#### Materials provided ####

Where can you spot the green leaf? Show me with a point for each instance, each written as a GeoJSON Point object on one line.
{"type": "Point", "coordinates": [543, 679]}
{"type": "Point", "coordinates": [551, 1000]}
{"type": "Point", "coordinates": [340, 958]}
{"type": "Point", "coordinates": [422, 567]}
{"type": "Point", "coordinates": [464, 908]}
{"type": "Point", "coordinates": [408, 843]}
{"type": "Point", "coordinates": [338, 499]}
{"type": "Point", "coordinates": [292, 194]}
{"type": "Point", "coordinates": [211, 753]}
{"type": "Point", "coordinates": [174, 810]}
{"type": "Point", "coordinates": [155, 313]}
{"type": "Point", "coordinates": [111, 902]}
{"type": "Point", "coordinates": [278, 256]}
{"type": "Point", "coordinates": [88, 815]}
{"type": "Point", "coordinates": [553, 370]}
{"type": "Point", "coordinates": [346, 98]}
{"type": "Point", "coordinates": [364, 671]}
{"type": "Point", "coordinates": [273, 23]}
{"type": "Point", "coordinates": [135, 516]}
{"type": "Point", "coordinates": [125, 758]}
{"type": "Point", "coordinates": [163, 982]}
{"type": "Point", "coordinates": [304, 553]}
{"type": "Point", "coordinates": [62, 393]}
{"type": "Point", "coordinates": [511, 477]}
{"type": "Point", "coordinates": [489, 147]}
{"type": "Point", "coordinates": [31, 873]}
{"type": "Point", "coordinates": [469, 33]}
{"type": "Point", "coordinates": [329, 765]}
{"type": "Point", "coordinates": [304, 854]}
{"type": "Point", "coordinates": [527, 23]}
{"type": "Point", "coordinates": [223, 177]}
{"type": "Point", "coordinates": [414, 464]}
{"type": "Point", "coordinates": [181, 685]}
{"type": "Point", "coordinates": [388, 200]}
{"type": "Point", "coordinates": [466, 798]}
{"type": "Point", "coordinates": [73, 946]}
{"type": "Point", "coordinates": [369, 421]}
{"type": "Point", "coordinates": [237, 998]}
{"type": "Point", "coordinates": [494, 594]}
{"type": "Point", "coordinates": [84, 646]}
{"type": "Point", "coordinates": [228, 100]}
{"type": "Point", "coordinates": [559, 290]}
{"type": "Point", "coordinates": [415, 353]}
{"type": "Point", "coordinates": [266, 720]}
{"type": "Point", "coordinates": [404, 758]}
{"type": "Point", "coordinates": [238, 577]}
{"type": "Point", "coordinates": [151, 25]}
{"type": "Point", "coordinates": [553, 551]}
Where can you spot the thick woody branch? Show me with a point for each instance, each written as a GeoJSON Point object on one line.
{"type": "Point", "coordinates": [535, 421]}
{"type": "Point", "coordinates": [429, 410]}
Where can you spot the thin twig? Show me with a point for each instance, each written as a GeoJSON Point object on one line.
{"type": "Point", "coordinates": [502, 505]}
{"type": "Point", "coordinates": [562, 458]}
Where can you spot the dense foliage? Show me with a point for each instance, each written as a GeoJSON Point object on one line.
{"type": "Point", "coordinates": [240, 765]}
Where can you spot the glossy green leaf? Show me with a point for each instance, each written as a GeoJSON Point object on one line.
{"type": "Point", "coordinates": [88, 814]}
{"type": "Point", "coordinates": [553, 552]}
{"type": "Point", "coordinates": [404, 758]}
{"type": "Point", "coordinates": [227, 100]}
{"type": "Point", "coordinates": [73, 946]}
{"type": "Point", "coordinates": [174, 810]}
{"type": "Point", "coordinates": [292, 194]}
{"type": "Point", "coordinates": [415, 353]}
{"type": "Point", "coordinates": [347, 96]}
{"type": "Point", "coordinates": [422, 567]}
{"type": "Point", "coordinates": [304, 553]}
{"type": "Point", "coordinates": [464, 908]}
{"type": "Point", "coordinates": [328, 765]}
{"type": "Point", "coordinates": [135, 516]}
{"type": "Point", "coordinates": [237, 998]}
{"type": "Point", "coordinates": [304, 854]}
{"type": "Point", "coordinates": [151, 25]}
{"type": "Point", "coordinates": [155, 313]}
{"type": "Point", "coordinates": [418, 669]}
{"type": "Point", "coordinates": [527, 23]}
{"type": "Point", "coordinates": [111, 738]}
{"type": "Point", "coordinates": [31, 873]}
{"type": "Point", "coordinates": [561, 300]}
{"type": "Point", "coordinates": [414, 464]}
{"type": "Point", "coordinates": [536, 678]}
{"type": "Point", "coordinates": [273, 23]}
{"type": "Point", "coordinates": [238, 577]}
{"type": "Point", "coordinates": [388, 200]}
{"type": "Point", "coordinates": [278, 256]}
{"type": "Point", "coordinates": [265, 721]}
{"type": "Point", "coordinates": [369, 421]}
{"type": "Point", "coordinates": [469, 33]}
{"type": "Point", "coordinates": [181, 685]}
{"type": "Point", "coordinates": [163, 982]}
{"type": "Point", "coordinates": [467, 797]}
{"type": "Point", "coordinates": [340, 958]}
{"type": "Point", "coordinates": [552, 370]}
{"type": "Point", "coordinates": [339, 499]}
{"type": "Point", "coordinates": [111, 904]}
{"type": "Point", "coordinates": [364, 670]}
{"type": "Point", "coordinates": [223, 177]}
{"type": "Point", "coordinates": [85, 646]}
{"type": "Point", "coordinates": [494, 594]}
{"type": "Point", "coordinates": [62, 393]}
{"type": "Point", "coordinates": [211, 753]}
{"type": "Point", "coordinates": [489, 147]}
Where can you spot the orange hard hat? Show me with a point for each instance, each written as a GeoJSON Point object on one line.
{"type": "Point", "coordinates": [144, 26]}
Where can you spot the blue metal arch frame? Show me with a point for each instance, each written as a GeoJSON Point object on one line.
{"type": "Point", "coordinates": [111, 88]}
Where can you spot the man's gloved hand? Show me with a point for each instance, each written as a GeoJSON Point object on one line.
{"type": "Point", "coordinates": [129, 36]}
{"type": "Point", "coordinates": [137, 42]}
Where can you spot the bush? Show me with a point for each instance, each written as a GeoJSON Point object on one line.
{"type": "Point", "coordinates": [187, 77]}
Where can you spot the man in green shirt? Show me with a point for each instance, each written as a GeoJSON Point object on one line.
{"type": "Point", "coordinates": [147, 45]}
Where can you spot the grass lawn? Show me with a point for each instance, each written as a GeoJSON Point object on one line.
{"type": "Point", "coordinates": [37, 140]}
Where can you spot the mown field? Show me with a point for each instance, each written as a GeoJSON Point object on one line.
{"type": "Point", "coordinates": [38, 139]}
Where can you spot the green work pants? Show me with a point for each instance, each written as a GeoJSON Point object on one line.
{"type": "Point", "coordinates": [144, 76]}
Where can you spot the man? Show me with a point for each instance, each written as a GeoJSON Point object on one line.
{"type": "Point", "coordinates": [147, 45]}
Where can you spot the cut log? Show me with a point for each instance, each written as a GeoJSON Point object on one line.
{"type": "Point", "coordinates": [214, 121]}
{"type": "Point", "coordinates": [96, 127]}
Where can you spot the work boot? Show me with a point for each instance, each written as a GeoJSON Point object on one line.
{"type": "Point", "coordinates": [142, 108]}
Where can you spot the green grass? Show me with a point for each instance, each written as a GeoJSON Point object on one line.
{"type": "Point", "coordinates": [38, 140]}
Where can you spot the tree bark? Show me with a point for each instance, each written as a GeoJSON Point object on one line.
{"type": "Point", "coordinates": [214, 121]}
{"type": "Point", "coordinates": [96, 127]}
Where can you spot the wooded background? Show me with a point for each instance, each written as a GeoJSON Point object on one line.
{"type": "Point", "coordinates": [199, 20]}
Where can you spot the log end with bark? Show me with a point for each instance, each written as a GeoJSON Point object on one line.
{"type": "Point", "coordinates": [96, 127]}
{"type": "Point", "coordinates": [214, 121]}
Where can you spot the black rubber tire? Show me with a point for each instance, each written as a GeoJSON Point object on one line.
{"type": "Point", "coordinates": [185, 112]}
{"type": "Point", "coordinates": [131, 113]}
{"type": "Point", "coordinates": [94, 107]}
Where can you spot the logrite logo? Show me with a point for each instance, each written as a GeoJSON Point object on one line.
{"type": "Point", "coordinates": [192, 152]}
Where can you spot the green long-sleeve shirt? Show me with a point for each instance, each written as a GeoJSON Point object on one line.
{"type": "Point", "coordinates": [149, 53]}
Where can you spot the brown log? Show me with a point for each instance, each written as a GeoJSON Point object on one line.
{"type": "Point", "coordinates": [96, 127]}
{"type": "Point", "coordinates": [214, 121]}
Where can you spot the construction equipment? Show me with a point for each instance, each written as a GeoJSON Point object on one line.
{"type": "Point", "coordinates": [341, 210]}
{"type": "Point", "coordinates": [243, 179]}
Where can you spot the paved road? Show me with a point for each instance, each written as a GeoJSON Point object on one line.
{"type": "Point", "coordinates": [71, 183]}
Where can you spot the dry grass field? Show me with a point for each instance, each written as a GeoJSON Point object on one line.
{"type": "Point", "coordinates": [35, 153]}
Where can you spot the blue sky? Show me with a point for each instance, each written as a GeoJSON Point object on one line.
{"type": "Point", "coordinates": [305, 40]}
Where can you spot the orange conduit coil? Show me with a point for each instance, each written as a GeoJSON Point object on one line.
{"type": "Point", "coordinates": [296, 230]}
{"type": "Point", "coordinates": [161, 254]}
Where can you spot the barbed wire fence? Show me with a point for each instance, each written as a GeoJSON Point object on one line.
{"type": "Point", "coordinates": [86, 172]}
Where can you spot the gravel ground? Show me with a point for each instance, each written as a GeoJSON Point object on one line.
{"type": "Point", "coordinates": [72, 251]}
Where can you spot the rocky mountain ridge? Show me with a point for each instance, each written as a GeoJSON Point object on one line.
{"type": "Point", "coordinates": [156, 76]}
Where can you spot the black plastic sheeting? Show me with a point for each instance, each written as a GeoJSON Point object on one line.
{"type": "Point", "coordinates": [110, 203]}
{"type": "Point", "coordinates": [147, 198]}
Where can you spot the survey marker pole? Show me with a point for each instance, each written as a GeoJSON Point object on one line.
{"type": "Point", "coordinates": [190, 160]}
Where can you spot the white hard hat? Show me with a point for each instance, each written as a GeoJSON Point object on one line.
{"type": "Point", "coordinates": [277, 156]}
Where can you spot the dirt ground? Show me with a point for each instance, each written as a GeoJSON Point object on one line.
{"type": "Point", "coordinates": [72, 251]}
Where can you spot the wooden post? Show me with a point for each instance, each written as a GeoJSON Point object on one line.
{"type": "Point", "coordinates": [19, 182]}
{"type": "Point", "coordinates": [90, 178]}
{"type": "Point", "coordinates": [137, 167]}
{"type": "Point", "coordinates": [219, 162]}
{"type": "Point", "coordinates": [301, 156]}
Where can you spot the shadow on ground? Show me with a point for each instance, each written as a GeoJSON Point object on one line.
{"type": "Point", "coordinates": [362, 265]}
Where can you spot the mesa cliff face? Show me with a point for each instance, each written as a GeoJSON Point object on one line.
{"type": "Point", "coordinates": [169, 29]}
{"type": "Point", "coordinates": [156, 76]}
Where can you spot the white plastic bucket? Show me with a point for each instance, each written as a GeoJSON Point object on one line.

####

Task to carry out
Repeat exactly the lines from the one containing "Where can you spot the black plastic" to the end of the records.

Solution for this task
Where can you spot the black plastic sheeting? Show me with a point for each instance, each written as a GeoJSON Point object on one line.
{"type": "Point", "coordinates": [110, 203]}
{"type": "Point", "coordinates": [147, 198]}
Where can you spot the survey marker pole? Show me with a point for each instance, each written as a GeoJSON Point object on one line.
{"type": "Point", "coordinates": [190, 160]}
Where can you spot the white hard hat? Show me with a point for each instance, each written as a GeoJSON Point object on one line.
{"type": "Point", "coordinates": [277, 156]}
Where can you spot the dirt ground? Show me with a point for each instance, each written as a GeoJSON Point object on one line.
{"type": "Point", "coordinates": [72, 251]}
Where can you spot the wooden post? Show me with a point for each instance, each written as a GeoJSON Point object on one line.
{"type": "Point", "coordinates": [19, 182]}
{"type": "Point", "coordinates": [90, 178]}
{"type": "Point", "coordinates": [137, 167]}
{"type": "Point", "coordinates": [219, 162]}
{"type": "Point", "coordinates": [301, 156]}
Where can you spot the shadow on ground? Show me with a point for each instance, each written as a GeoJSON Point object on one line.
{"type": "Point", "coordinates": [362, 265]}
Where can you spot the mesa cliff face? Show me with a point for each instance, each written as a GeoJSON Point object on one line.
{"type": "Point", "coordinates": [169, 29]}
{"type": "Point", "coordinates": [156, 76]}
Where can you spot the white plastic bucket? Show me with a point for each instance, each written as a GeoJSON Point object on one line.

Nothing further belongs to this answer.